### What the task requires
Go through the records underneath and write each one out again exactly.

### Data provided
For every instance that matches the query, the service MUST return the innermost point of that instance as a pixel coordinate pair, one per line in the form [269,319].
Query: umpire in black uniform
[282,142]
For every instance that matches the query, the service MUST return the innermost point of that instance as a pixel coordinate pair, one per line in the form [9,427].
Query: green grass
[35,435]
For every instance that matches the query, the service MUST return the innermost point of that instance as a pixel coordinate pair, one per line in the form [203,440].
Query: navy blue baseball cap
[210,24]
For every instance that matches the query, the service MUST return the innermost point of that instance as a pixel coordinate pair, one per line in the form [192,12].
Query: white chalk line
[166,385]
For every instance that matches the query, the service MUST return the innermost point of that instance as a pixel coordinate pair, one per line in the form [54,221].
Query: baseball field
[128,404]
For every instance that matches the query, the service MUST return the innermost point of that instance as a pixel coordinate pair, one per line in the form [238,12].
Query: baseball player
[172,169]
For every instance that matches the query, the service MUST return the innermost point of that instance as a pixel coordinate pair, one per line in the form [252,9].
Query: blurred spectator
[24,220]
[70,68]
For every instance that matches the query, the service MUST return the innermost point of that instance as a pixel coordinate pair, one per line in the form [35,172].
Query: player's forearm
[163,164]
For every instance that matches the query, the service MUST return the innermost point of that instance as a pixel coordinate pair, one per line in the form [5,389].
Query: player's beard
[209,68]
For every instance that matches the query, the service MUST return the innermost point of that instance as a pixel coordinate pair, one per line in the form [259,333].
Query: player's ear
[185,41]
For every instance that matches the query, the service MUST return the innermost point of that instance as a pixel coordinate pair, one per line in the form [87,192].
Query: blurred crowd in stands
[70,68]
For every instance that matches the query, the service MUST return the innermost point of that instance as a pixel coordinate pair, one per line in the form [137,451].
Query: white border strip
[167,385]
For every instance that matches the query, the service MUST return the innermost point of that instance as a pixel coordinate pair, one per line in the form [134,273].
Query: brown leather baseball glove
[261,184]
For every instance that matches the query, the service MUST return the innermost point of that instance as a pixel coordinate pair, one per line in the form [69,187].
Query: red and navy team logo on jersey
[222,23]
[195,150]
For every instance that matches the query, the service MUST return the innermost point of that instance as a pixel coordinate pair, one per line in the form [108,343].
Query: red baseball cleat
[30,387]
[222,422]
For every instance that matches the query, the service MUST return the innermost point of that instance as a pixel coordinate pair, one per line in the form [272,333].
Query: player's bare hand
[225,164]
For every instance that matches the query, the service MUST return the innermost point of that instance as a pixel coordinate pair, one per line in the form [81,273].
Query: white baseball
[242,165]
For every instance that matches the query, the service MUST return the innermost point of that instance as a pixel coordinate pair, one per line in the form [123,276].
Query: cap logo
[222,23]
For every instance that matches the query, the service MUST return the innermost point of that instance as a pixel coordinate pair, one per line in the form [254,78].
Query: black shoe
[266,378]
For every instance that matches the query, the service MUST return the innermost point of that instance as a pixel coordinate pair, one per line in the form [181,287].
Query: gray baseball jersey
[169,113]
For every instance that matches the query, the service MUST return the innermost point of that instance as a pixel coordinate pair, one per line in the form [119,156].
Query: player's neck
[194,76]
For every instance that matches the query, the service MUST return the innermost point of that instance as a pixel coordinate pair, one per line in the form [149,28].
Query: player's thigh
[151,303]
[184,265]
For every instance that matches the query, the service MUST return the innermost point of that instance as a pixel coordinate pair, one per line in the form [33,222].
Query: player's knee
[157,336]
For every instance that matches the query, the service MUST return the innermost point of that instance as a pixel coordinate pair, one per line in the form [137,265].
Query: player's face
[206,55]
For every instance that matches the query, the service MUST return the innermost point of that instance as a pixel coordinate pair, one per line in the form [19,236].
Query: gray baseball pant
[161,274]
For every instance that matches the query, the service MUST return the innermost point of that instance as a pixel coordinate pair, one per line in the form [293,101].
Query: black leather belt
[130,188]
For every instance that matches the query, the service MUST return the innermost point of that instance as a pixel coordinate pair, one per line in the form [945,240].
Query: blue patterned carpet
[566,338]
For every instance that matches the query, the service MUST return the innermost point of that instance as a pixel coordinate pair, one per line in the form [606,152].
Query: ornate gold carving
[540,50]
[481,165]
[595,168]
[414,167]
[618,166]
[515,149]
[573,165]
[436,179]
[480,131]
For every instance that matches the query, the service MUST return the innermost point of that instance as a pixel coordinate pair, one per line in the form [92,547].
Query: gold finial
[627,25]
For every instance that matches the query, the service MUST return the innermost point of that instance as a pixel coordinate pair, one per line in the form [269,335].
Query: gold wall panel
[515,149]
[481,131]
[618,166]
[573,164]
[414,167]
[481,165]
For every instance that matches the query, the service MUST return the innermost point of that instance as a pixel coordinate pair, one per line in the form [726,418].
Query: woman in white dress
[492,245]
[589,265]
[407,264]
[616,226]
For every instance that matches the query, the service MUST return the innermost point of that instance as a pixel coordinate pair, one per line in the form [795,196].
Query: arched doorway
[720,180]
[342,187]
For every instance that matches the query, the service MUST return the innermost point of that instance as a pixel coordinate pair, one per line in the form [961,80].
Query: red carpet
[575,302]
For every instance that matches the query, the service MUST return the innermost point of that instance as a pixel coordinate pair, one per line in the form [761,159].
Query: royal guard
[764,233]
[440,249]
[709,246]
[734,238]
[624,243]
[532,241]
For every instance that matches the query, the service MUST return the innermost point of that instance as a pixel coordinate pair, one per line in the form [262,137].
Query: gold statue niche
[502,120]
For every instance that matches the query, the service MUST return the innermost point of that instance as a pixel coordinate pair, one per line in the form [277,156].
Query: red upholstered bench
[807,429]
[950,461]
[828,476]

### Full solution
For every instance that matches the query, the service MUST return the innermost point of that instance as a pixel coordinate pair, one per line in the form [269,319].
Query: umpire in black uniform
[282,142]
For every instance that matches the query, the service MUST return the innermost point of that instance as a pixel coordinate pair, one per line in the form [9,427].
Query: green grass
[35,435]
For every instance that matches the query, the service MUST return the innermost point of that instance as a pixel coordinate pair, one per line in the form [203,440].
Query: navy blue baseball cap
[210,24]
For every instance that matches the query, the service MUST return the innermost point of that instance as a pixel coordinate pair, one per line in the form [192,12].
Query: white chalk line
[166,385]
For every instance that matches the query, the service MUST return the innermost point of that instance as a pixel coordinate pair, one per line in the form [54,221].
Query: baseball field
[128,404]
For every instance that matches the query, the service MUST return the innermost point of that instance as a pixel coordinate pair, one per line in the form [238,12].
Query: baseball player
[172,169]
For every instance that matches the query, the service MUST return the innermost point of that instance as a pixel coordinate pair, one per line in the form [252,9].
Query: blurred spectator
[24,220]
[70,68]
For every instance that matches the query, the service MUST return the innermost point of that instance as a pixel coordinate pair, one per line in the form [35,172].
Query: player's forearm
[163,164]
For every instance that matches the query, the service MUST return the innermost point of that instance as a pixel coordinate pair, one per line in the form [5,389].
Query: player's beard
[209,68]
For every instance that matches the query, the service MUST return the innermost point of that instance as a pixel coordinate pair, one per line in the form [259,333].
Query: player's ear
[185,41]
For every instance that matches the query, the service MUST return the innermost point of that instance as a pixel coordinate pair, one per line in the form [87,192].
Query: blurred crowd in stands
[70,68]
For every instance that matches the query, the service MUST return the innermost point of that instance as a pixel coordinate pair, one per line in the form [137,451].
Query: white border strip
[167,385]
For every instance that matches the query, the service MUST return the innermost point of that instance as a pixel coordinate pair, one per line in the form [134,273].
Query: brown leather baseball glove
[261,184]
For every instance that matches the query, the service MUST return the innermost point of that instance as a pixel coordinate pair, one per line in the form [69,187].
Query: red and navy team logo on jersey
[222,23]
[195,150]
For every instance that matches the query, the service MUST return the innermost point of that instance as a pixel coordinate pair, one per line in the form [108,343].
Query: red baseball cleat
[30,387]
[222,422]
For every instance that matches the query, the service MUST return the innermost point of that instance as a pixel coordinate pair, one per line in the form [272,333].
Query: player's bare hand
[225,164]
For every instance that matches the query, the service MUST return the innermost point of that instance as a pixel coordinate pair, one per line in the form [81,273].
Query: white baseball
[242,165]
For every instance that matches the query, the service MUST return the innermost point of that instance as a pixel coordinate pair, one per line in the form [123,276].
Query: cap logo
[222,23]
For every instance that matches the query, the service MUST return the innermost point of that instance as a pixel coordinate pair, one per line in the form [254,78].
Query: black shoe
[266,378]
For every instance that matches the query, the service MUST return the innermost point of that instance as a pixel coordinate pair, one per line in the form [181,287].
Query: gray baseball jersey
[169,113]
For every instance that matches the query, the service MUST return the innermost point of that instance as a pixel coordinate pair, one per line in the form [119,156].
Query: player's neck
[194,76]
For every instance that matches the query, the service MUST return the innermost point of that instance as a pixel coordinate pair, one per line in the form [149,28].
Query: player's thigh
[151,303]
[184,265]
For every instance that matches the query, the service MUST return the innermost point of that instance as a pixel coordinate pair, one per line in the form [33,222].
Query: player's knee
[157,336]
For every instance that matches the query, the service MUST return the innermost point of that instance as a pixel coordinate pair, one per line in the form [137,265].
Query: player's face
[206,55]
For every instance that matches the query, the service MUST return the innermost point of that instance as a pixel coordinate pair, one per line in the form [19,236].
Query: gray baseball pant
[161,274]
For every instance that matches the query, the service MUST return the innermost point of that instance as a pixel coordinate pair, one per line in the form [293,101].
Query: black leather belt
[130,188]
For every instance that matches the query, the service MUST return the innermost point of that instance as a pixel coordinate pair, one per line in the form [945,240].
Query: blue patterned carpet
[566,338]
For every instance that matches the query, the service MUST return the innermost point of that instance as a pixel coordinate pair, one per line in the form [606,152].
Query: ornate gold carving
[540,50]
[481,165]
[595,168]
[414,167]
[618,166]
[515,149]
[573,165]
[436,179]
[480,131]
For every instance that matches the query, the service MUST return the innermost point of that instance as a pixel coordinate pair, one per line in the form [92,547].
Query: gold finial
[627,25]
For every instance that matches the query, the service MUST return the innermost point of that instance as a pixel coordinate pair, one per line in the form [269,335].
Query: gold wall panel
[515,149]
[481,131]
[618,166]
[573,164]
[414,167]
[481,165]
For every instance that matches the query, the service MUST return the innermost point of that instance as a pixel coordinate pair, one per line in the form [726,418].
Query: woman in white dress
[492,245]
[589,265]
[407,264]
[616,226]
For every instance that matches the query, the service MUST return the innermost point of that instance as a pixel coordinate pair, one per line in the form [795,196].
Query: arched doorway
[720,180]
[342,187]
For every instance that matches the query, the service MUST return the innermost point of that instance as a pixel coordinate pair, one per line in the form [961,80].
Query: red carpet
[575,302]
For every instance that matches the query, the service MUST return the innermost point of that instance as a pixel coordinate pair, one per line in the form [761,159].
Query: royal guard
[764,233]
[440,249]
[709,246]
[734,238]
[624,243]
[532,241]
For every instance that matches the query, the service MUST return the innermost point of that instance as a pixel coordinate pair, one per line in the form [262,137].
Query: gold statue niche
[502,120]
For every instance that matches the query, the service MUST return the innermost point of that instance as a pixel coordinate pair, one per line in the form [277,156].
Query: red upholstered bench
[807,429]
[950,461]
[828,476]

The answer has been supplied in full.